Below are the records; tally the lines that include "gear" and report only the total.

[Opening Entries provided section]

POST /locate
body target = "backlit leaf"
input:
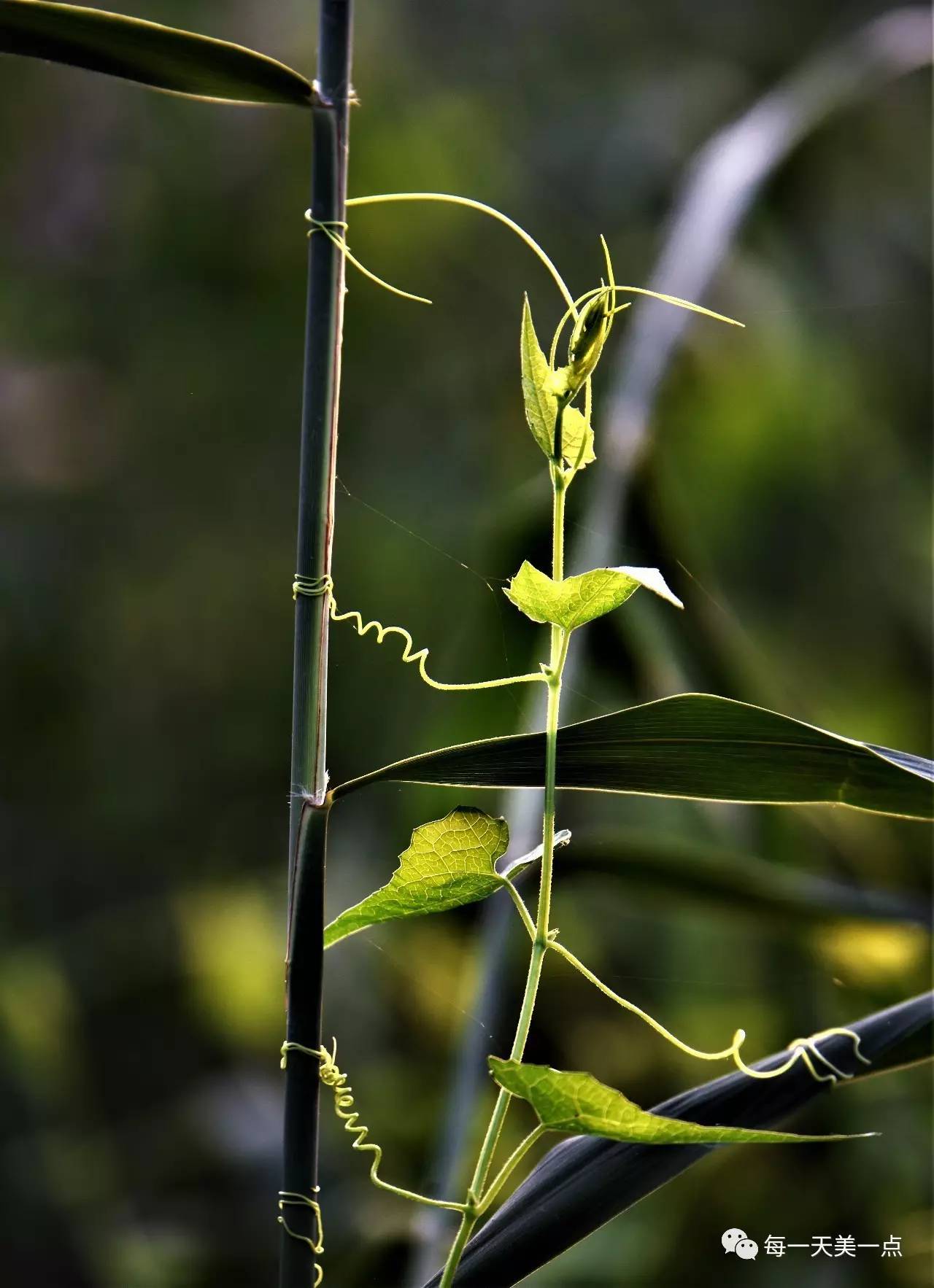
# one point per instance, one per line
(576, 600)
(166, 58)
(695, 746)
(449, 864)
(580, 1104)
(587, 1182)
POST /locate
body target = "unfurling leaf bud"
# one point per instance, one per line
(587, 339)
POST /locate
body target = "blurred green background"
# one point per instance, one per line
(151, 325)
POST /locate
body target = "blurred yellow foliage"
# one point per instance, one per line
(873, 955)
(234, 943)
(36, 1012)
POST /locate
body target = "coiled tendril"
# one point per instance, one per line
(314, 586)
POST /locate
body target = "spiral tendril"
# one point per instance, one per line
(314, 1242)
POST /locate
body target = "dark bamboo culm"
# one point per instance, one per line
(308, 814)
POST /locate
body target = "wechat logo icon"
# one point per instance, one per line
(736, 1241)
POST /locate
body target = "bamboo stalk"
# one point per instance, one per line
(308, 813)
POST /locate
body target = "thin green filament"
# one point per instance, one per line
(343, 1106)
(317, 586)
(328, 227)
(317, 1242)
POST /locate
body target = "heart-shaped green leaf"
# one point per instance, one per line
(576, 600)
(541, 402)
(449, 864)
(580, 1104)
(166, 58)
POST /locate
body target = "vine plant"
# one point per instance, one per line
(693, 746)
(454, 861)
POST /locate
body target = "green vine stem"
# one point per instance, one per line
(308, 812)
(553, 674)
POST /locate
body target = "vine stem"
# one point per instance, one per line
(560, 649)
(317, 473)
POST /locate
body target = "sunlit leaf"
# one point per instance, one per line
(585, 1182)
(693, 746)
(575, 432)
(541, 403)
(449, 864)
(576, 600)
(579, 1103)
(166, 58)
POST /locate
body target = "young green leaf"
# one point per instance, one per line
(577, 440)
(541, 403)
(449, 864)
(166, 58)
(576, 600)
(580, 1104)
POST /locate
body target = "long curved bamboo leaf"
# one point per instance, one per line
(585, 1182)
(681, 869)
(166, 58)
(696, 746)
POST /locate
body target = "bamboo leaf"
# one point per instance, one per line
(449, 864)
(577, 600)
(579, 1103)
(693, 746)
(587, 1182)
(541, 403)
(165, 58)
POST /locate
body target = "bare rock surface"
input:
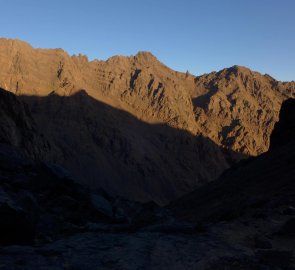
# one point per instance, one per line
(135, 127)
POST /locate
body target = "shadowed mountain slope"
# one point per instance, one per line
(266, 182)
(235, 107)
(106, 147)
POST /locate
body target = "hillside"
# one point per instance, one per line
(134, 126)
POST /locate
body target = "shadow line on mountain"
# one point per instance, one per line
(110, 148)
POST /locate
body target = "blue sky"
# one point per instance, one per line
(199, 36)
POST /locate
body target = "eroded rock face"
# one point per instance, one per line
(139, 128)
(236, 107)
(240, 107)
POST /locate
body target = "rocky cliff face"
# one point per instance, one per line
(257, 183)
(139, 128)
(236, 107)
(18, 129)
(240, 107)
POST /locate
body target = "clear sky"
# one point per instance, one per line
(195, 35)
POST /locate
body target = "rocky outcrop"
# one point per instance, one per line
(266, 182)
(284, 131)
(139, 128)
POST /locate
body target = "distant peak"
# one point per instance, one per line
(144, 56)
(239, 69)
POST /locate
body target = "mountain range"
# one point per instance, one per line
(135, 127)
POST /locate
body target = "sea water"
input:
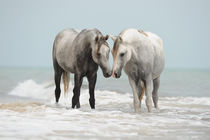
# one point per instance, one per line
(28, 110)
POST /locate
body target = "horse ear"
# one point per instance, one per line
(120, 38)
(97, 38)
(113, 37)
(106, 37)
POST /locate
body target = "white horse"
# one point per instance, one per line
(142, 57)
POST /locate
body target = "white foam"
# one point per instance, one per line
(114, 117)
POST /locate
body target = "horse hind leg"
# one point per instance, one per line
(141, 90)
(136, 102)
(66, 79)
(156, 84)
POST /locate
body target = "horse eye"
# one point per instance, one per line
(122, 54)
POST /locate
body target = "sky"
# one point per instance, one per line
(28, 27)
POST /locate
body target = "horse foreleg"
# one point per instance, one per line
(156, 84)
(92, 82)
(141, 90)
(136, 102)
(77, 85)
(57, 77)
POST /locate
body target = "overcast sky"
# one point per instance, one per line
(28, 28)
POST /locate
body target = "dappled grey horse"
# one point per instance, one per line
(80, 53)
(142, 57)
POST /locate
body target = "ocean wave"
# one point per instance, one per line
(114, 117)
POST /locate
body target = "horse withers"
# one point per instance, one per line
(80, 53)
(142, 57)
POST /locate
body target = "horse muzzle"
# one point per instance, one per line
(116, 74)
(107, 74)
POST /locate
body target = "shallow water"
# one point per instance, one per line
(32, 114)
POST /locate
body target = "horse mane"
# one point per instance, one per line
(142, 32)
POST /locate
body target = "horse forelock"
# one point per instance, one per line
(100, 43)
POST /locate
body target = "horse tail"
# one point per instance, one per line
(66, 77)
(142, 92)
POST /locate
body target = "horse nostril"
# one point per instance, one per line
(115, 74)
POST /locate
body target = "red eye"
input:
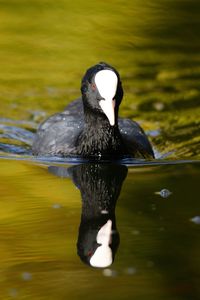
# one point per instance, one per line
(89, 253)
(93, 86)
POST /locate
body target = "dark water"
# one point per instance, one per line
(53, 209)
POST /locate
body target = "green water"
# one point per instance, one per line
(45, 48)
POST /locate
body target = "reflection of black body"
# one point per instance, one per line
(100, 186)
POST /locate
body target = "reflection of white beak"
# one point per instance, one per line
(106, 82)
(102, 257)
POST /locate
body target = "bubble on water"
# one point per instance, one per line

[Closing Entries provided section]
[Opening Entries provided section]

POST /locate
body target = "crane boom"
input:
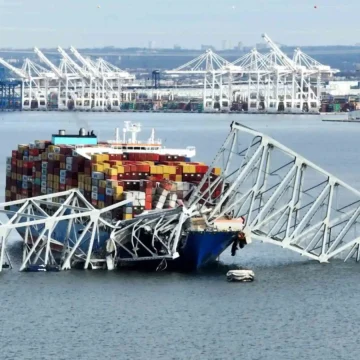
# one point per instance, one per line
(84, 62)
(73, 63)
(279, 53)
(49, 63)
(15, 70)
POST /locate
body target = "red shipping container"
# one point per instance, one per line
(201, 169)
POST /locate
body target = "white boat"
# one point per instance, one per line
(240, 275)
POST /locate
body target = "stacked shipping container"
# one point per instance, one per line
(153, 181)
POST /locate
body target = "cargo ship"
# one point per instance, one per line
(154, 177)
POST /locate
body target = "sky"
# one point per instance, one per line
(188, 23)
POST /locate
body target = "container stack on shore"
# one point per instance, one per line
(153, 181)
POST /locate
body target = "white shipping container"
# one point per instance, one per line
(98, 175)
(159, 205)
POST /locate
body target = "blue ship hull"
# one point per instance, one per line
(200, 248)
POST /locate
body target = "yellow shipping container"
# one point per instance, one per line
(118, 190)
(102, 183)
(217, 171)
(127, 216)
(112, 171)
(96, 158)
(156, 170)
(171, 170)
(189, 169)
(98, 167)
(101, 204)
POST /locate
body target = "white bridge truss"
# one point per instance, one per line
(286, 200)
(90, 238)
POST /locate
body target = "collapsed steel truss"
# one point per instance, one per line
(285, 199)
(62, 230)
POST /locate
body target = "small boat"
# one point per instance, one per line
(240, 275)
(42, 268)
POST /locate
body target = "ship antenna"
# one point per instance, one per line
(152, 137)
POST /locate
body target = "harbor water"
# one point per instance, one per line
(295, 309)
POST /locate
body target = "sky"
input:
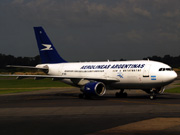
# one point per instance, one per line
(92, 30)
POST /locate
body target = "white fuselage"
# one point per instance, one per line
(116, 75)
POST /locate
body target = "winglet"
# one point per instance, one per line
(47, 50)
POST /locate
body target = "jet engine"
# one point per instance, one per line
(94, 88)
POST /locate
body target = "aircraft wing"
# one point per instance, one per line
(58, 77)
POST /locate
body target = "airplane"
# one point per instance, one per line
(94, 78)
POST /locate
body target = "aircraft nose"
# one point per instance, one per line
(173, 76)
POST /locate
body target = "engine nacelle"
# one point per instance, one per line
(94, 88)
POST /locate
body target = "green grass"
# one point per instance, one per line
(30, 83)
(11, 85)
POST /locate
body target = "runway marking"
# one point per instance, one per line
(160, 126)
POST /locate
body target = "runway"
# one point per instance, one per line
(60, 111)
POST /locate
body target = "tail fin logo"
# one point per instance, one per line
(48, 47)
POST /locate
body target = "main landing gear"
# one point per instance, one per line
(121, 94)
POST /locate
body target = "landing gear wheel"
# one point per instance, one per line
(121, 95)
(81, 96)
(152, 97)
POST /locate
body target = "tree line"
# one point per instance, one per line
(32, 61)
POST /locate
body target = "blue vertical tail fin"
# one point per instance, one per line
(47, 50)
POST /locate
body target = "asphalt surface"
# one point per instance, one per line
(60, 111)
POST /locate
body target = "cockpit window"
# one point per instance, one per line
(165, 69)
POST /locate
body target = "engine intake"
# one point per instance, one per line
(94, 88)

[Closing Entries provided section]
[Opening Entries provided section]

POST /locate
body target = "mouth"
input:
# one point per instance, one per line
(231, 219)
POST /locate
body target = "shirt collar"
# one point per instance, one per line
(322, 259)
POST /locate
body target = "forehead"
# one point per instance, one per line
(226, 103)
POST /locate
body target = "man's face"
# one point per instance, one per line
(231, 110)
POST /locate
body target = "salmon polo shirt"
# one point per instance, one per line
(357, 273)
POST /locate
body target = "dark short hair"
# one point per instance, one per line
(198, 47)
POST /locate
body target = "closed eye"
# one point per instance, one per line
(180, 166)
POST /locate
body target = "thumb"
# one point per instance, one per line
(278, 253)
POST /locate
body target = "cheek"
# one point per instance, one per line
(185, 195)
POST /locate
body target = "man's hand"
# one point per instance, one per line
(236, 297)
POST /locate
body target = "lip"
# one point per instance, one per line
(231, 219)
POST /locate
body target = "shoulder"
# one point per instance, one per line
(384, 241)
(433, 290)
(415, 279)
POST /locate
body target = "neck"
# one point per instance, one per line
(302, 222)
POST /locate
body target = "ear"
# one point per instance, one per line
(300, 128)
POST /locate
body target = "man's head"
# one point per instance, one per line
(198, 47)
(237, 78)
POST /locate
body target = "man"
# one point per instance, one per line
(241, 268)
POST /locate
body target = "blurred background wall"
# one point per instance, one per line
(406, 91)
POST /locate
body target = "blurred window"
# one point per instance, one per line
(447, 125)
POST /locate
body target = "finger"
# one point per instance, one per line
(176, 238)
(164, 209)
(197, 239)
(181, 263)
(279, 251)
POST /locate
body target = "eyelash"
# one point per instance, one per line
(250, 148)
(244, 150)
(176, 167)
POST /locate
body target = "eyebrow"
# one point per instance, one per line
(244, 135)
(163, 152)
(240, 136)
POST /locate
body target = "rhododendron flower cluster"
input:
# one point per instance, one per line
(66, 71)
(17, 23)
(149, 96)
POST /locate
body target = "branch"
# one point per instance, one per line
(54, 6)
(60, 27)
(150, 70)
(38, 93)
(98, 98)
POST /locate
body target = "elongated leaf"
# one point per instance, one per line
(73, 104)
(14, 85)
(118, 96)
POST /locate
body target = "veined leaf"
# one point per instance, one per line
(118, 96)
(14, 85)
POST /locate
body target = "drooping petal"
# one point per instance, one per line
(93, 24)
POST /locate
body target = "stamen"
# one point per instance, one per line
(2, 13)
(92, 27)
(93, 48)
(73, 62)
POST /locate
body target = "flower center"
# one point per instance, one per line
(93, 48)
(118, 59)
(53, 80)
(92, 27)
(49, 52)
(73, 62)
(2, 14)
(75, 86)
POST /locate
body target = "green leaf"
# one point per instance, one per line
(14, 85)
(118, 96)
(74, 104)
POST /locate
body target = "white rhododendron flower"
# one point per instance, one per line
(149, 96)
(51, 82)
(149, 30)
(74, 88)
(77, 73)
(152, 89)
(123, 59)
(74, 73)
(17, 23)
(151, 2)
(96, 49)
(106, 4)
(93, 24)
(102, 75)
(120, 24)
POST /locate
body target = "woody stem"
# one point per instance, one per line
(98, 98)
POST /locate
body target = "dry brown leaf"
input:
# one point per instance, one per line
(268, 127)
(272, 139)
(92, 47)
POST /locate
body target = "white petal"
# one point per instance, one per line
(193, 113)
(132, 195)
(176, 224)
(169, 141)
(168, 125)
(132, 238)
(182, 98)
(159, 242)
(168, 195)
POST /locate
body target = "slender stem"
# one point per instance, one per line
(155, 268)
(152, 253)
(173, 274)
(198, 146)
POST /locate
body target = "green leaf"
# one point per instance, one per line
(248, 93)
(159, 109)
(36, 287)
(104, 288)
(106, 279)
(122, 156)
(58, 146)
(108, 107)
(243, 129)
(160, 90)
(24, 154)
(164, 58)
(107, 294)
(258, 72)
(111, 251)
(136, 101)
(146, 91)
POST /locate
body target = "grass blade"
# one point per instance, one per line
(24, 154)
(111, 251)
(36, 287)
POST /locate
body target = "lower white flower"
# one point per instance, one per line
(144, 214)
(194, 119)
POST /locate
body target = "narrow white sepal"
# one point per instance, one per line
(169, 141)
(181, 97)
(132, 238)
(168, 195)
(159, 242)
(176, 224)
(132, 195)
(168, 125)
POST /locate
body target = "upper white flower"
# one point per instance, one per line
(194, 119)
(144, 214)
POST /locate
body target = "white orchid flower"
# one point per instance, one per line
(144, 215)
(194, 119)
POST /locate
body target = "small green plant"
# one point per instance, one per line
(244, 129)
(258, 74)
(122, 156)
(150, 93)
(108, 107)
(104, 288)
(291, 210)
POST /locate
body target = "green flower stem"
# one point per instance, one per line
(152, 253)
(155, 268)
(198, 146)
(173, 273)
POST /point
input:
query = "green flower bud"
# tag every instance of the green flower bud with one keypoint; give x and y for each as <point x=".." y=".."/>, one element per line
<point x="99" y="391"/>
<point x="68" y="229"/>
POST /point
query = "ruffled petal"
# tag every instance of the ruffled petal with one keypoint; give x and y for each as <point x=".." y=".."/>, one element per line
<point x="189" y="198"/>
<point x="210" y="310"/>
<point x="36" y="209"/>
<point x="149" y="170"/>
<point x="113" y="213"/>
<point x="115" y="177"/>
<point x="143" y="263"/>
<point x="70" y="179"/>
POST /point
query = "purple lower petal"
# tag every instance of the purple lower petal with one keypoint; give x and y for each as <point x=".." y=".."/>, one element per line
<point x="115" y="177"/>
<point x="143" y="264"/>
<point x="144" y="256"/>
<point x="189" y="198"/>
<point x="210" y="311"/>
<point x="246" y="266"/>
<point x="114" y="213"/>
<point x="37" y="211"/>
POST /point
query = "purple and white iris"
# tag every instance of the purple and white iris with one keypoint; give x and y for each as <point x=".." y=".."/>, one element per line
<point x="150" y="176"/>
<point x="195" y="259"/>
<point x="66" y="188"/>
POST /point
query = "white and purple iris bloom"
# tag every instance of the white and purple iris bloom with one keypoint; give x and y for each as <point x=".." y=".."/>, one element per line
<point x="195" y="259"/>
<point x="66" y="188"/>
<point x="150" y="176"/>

[Closing Entries provided section]

● Expected answer
2